_TASK INSTRUCTIONS_. Write out the entries exactly, leaving out every picture.

_SUPPLIED DATA_.
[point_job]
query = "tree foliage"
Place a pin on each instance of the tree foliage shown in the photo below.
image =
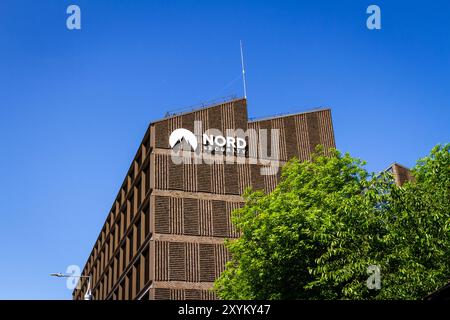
(328, 220)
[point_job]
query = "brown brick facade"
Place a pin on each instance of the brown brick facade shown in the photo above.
(164, 235)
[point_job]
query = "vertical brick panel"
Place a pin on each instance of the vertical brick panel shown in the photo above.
(191, 216)
(162, 215)
(207, 267)
(231, 179)
(313, 130)
(177, 261)
(220, 225)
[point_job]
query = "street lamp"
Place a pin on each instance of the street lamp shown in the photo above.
(88, 295)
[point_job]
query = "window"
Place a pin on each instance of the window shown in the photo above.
(138, 234)
(137, 271)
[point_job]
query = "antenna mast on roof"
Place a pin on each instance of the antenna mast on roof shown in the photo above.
(243, 71)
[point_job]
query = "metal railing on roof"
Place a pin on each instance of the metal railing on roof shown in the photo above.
(201, 105)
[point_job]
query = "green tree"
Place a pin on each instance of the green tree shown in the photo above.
(328, 220)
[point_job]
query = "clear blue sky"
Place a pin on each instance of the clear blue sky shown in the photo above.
(74, 105)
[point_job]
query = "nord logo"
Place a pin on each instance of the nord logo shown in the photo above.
(217, 143)
(178, 135)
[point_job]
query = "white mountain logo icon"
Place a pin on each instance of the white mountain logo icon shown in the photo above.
(178, 135)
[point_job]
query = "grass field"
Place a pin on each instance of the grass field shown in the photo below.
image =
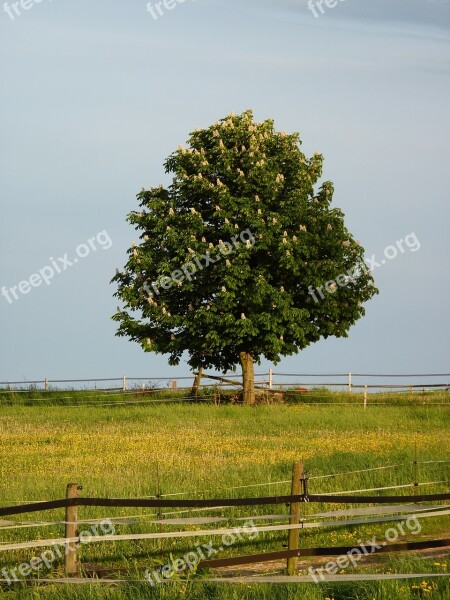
(203, 450)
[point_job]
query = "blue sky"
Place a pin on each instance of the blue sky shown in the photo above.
(96, 95)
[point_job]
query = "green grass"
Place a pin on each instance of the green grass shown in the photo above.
(203, 450)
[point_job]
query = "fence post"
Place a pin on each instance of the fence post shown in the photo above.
(70, 559)
(294, 534)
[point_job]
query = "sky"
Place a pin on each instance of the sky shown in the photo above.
(96, 95)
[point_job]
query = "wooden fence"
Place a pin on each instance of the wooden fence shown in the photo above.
(299, 494)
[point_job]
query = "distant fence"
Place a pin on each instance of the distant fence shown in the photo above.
(274, 381)
(299, 484)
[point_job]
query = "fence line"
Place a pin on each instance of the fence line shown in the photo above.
(299, 494)
(124, 381)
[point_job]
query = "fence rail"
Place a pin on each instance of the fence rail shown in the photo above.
(270, 381)
(293, 527)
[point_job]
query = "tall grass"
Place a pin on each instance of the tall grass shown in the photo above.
(203, 450)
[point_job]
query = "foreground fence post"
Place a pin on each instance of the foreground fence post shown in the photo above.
(70, 559)
(294, 534)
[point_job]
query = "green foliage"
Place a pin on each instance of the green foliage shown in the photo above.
(230, 249)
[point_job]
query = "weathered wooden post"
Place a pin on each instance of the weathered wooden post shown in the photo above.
(294, 534)
(70, 560)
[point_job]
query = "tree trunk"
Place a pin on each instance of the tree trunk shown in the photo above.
(197, 382)
(248, 377)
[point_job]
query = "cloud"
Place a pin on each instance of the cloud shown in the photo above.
(421, 13)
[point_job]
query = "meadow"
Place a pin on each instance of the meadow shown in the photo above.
(136, 446)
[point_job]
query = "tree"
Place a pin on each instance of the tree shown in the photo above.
(239, 258)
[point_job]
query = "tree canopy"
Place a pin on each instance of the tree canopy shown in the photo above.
(240, 258)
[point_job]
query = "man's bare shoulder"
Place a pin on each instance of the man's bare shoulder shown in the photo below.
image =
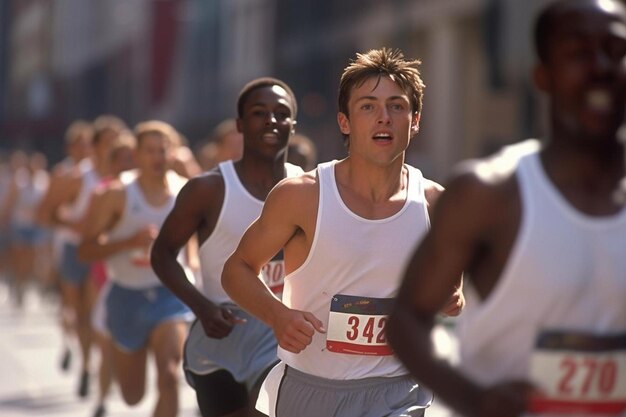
(484, 185)
(432, 191)
(299, 192)
(202, 191)
(306, 182)
(111, 196)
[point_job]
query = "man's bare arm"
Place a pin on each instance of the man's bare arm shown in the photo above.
(196, 200)
(456, 300)
(63, 189)
(449, 248)
(105, 211)
(280, 220)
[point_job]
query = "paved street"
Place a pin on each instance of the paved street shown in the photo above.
(33, 384)
(31, 381)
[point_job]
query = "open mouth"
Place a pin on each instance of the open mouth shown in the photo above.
(383, 137)
(270, 138)
(599, 100)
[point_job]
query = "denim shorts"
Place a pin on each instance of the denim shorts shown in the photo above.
(132, 314)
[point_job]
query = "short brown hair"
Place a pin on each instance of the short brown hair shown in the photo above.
(378, 63)
(156, 127)
(77, 129)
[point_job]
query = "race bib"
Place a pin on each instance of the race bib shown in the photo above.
(356, 325)
(579, 374)
(273, 274)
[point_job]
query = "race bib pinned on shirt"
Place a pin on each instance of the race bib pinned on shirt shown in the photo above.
(579, 374)
(356, 325)
(273, 274)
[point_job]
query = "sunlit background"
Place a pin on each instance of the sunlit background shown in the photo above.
(184, 61)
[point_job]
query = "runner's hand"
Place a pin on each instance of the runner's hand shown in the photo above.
(455, 303)
(509, 399)
(294, 329)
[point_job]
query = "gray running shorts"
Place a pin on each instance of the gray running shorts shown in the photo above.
(305, 395)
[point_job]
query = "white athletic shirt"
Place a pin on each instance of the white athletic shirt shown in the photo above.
(31, 188)
(239, 210)
(566, 273)
(131, 269)
(355, 257)
(76, 210)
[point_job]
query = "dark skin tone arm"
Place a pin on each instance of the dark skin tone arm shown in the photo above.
(478, 242)
(196, 211)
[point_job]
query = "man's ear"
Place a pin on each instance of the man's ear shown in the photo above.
(540, 77)
(415, 123)
(344, 123)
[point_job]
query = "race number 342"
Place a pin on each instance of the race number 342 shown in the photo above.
(356, 325)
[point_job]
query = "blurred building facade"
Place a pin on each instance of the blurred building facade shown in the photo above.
(184, 61)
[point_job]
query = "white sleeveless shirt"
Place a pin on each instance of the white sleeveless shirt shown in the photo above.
(566, 273)
(131, 269)
(76, 210)
(351, 261)
(239, 210)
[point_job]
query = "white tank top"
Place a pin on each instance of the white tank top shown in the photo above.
(239, 210)
(131, 269)
(31, 188)
(76, 210)
(566, 273)
(353, 257)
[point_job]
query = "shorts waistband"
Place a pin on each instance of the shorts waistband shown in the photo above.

_EXERCISE ANSWER_.
[point_job]
query = "tree foliage"
Place a pin on each instance of the tree foliage shown in the photo below.
image =
(328, 220)
[point_job]
query = "brown brick facade"
Place a pin on each instance of the brown brick facade shown in the photo above.
(164, 235)
[point_job]
query = "vertical brick panel"
Place a pin on each instance of the vertical brick panel shown in the photo above.
(191, 216)
(162, 215)
(207, 267)
(231, 179)
(313, 130)
(177, 261)
(220, 225)
[point_job]
query = "street lamp"
Place a pin on each instance of the street lamp shown in the photo above.
(88, 295)
[point_job]
query = "window"
Place a pin on each instance of the window shown in the photo above.
(138, 234)
(137, 271)
[point_job]
query = "antenna mast on roof"
Place a pin on each instance of the antenna mast on roof shown in the photo above.
(243, 71)
[point_job]
query = "metal railing on roof"
Place a pin on each instance of the metal railing on roof shown in the photo above.
(201, 105)
[point_job]
query = "green tree"
Place a pin on each instance of the green tree shown in the photo above.
(328, 220)
[point_job]
query = "clear blue sky"
Place a pin on each instance of the clear blue sky shown in the photo above.
(74, 105)
[point_job]
query = "nord logo"
Place a pin on each instance of the nord logo shown in the photo above.
(217, 143)
(178, 135)
[point_job]
query = "white mountain logo icon"
Place a pin on each instance of the white mountain logo icon shown in the photo above.
(178, 135)
[point_job]
query = "grass field"
Place a pin on each instance of the grass field shown in the photo below.
image =
(203, 450)
[point_job]
query = "blue sky"
Place a pin on each instance of the blue sky shown in the photo above.
(96, 95)
[point_job]
query = "green grass"
Place a pin on each instance of the green grass shown in the photo above.
(203, 450)
[point_job]
query = "fence post"
Place a pin on each instance of the fence post shown in the photo above.
(70, 559)
(294, 534)
[point_job]
query = "sky"
Place a pin on each instance of the sky shown in the photo above.
(96, 95)
[point_job]
query = "wooden fence"
Place a pin on each instance of the wooden fence shown in the photo above.
(299, 494)
[point_job]
query = "distant fence"
Place a pin on each instance of the distant fence shown in the photo above.
(274, 381)
(299, 484)
[point_job]
query = "fence line"
Place a pin on each instance of the fence line shown in the photo above.
(299, 494)
(124, 381)
[point_job]
query = "fence rail"
Place a pin on each instance of the fence rail shown in the photo above.
(270, 381)
(293, 527)
[point_job]
query = "tall grass"
Place a pin on each instance of the tall grass shown in the photo above.
(203, 450)
[point_job]
query = "foreground fence post"
Place a pin on each instance of the foreground fence post shown in the photo above.
(70, 559)
(294, 534)
[point_job]
query = "green foliage"
Place a pin on each instance of the green foliage shown in the photo above.
(230, 249)
[point_job]
query = "weathered wooden post"
Place a pin on each instance of the weathered wooden post shown in the photo above.
(294, 534)
(70, 560)
[point_job]
query = "tree trunk"
Place a pin on each instance of the tree trunk shown in the photo above.
(197, 382)
(248, 377)
[point_job]
query = "cloud"
Place a pin on each instance of the cloud shown in the photo above.
(421, 13)
[point_job]
query = "meadow"
Place a pin on each instance of the meadow shown in the photo above.
(136, 446)
[point_job]
query = "tree"
Place a pin on each instance of the tree shown in the photo above.
(239, 258)
[point_job]
query = "tree canopy"
Place a pin on each instance of the tree canopy shown in the photo above.
(240, 258)
[point_job]
query = "man's bare shoulder"
Place a pin on each instance of the man's bare shoulder shown in the photo below.
image =
(484, 185)
(432, 191)
(299, 192)
(202, 191)
(306, 182)
(111, 196)
[point_job]
query = "man's bare arm"
Place a pin on each instance of the man's bare arm shown in the photo above.
(196, 200)
(456, 300)
(63, 189)
(449, 248)
(105, 211)
(280, 220)
[point_job]
query = "paved street"
Place a pin on each instance of the paved street shown in the photo above.
(33, 384)
(31, 381)
[point_job]
query = "open mouth"
Place a pin on each instance of the open mouth shown in the photo above.
(383, 137)
(270, 138)
(599, 100)
[point_job]
query = "denim shorts"
Place a pin on each instance of the denim shorts shown in the photo above.
(132, 314)
[point_job]
query = "short brown hair"
Place a pin on each instance of the short brown hair shown in the photo above.
(378, 63)
(156, 127)
(77, 129)
[point_job]
query = "race bib"
Place a pin on each instance of the race bib shown in the photo above.
(356, 325)
(579, 374)
(273, 274)
[point_job]
query = "race bib pinned on shirt"
Place a pin on each instance of the race bib pinned on shirt shown in the photo above.
(579, 374)
(356, 325)
(273, 274)
[point_job]
query = "sunlit background"
Place a pin on each instance of the sunlit background shown in the photo above.
(184, 61)
[point_job]
query = "runner's hand"
Place a pin on each instance of the runner's hand shown in the photo above.
(455, 303)
(509, 399)
(294, 329)
[point_job]
query = "gray running shorts"
Place a pin on each instance of the gray running shorts shown in the photo above.
(305, 395)
[point_job]
query = "white athletic shirt"
Place a pin on each instance of the white athletic shirt shown in the photo above.
(31, 188)
(239, 210)
(566, 273)
(131, 269)
(355, 257)
(76, 210)
[point_job]
query = "dark skin tone arm"
Place a pin on each instance of the dark skin tone arm shown in the photo above.
(478, 242)
(196, 211)
[point_job]
query = "man's ear"
Place a pin on each instance of the man's ear shown in the photo above.
(540, 77)
(415, 123)
(344, 123)
[point_job]
query = "race number 342"
Place a pin on each instance of the race number 342 shown in the photo above.
(356, 325)
[point_job]
query = "blurred building facade"
Place a pin on each instance of the blurred building facade shown in the photo above.
(184, 61)
[point_job]
query = "white sleeveless shirt"
Place a pin on each instance of the white sleeveless shirt shown in the photo above.
(566, 273)
(131, 269)
(76, 210)
(351, 261)
(239, 210)
[point_job]
query = "white tank top"
Place a pin on each instance of the white tank top shown in the photo above.
(239, 210)
(131, 269)
(31, 188)
(76, 210)
(566, 273)
(353, 257)
[point_job]
query = "shorts waistband"
Place a pin on each instance of the shorts waistband shown in the photo above.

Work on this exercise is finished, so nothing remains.